Sonny Boy – 11 – Excelsior

I would have been content with episode 8 being Peak Sonny Boy, but I knew it probably had at least one more ten or Lister in it. So we come to the Achingly sad, joyful, empty, bursting, whimsical, utilitarian, lonely, warm, humdrum and epic episode yet. It begins with two humans, a dog, and three cats celebrating the life of Nozomi—the episode confirming what I’d feared without using words (though the explicit words come later).

After preparing the funeral venue with the kind of mirth Nozomi would have totally gotten down with, the sun eventually goes down, no one comes to mourn her, and Mizuho and Nagara set her shrine into the sea to be carried away to parts unknown. Mizuho starts to cry, but Nagara is both too awkward to comfort her and a steady emotional rock sitting beside her.

When live takes away a Nozomi in This World, it gives you a Rajdhani, and while I missed Nozomi more than I thought I could miss a fictional character, it’s to Sonny Boys credit that it softens the blow by bringing back the smartest and one of the kindest and most empathetic characters in the show. He’s been on his own for over 2,000 years, but he’s still Rajdhani. You could say he’s mellowed out a bit.

Mizuho, Nagara, Rajdhani embark upon the most ambitious project to date: Project Robinson, an Apollo-like program with just the three of them, Yamabiko and Nyamazon as the people involved (meanwhile Apollo involved 400,000 people, or more than the population of Iceland). Robinson is Mizuho and Nagara’s ticket out of This World and back to their own, where they figure about two years have passed, but they’re ready to go home anyway…because it’s home.

Directions — In the review, what name is given to the project that Mizuho, Nagara and Rajdhani take on? The entries that come next have nothing to do with the review above.

Entries —
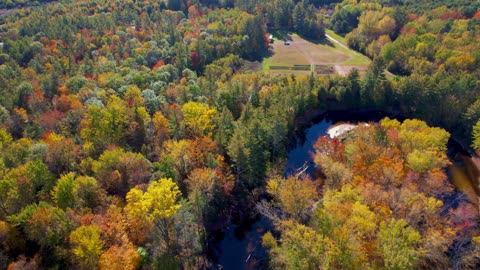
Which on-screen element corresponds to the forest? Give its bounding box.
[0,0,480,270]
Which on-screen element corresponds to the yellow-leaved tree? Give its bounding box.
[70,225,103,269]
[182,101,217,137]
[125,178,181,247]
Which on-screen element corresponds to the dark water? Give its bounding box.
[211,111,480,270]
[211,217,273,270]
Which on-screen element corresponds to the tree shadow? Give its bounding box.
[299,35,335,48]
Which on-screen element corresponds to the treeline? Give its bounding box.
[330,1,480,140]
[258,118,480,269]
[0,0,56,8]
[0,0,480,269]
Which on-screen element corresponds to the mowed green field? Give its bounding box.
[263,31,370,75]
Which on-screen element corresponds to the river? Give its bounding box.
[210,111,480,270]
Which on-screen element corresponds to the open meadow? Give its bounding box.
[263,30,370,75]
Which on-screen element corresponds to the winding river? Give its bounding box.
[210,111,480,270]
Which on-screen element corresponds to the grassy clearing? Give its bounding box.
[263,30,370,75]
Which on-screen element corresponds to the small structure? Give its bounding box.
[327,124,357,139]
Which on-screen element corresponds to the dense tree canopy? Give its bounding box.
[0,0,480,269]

---

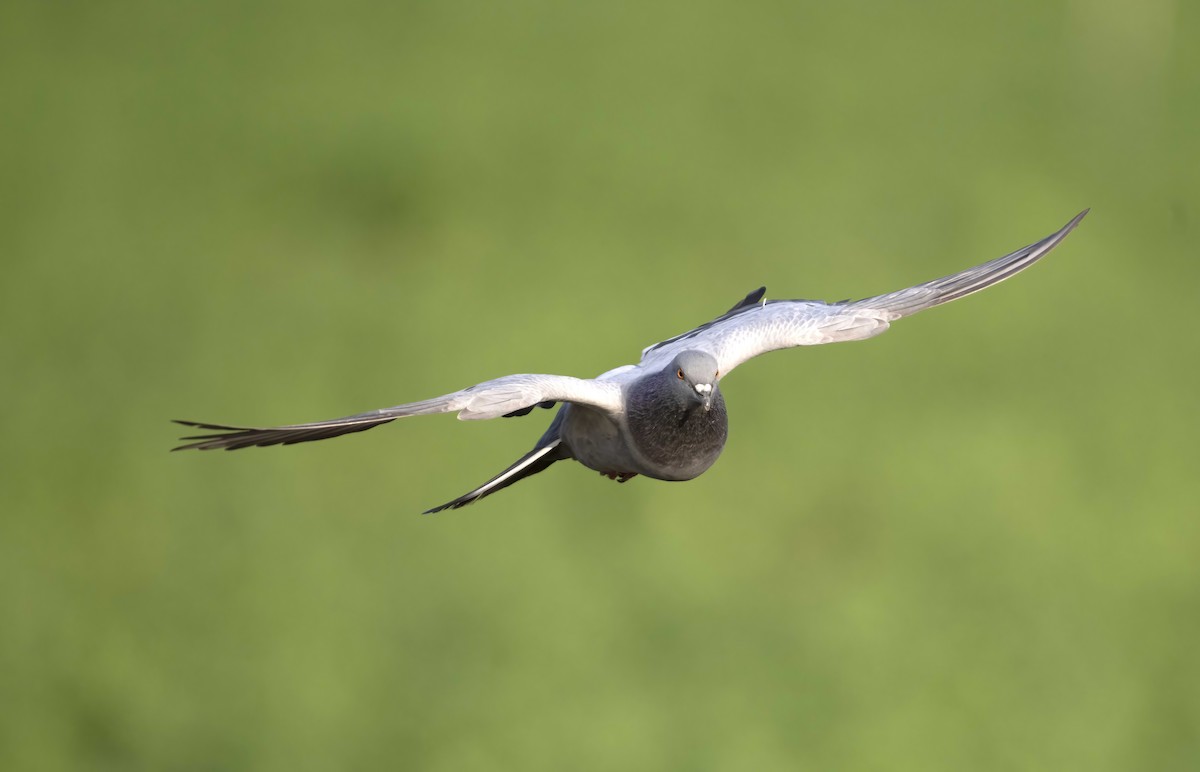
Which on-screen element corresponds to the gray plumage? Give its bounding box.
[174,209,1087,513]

Task output — Project Robinson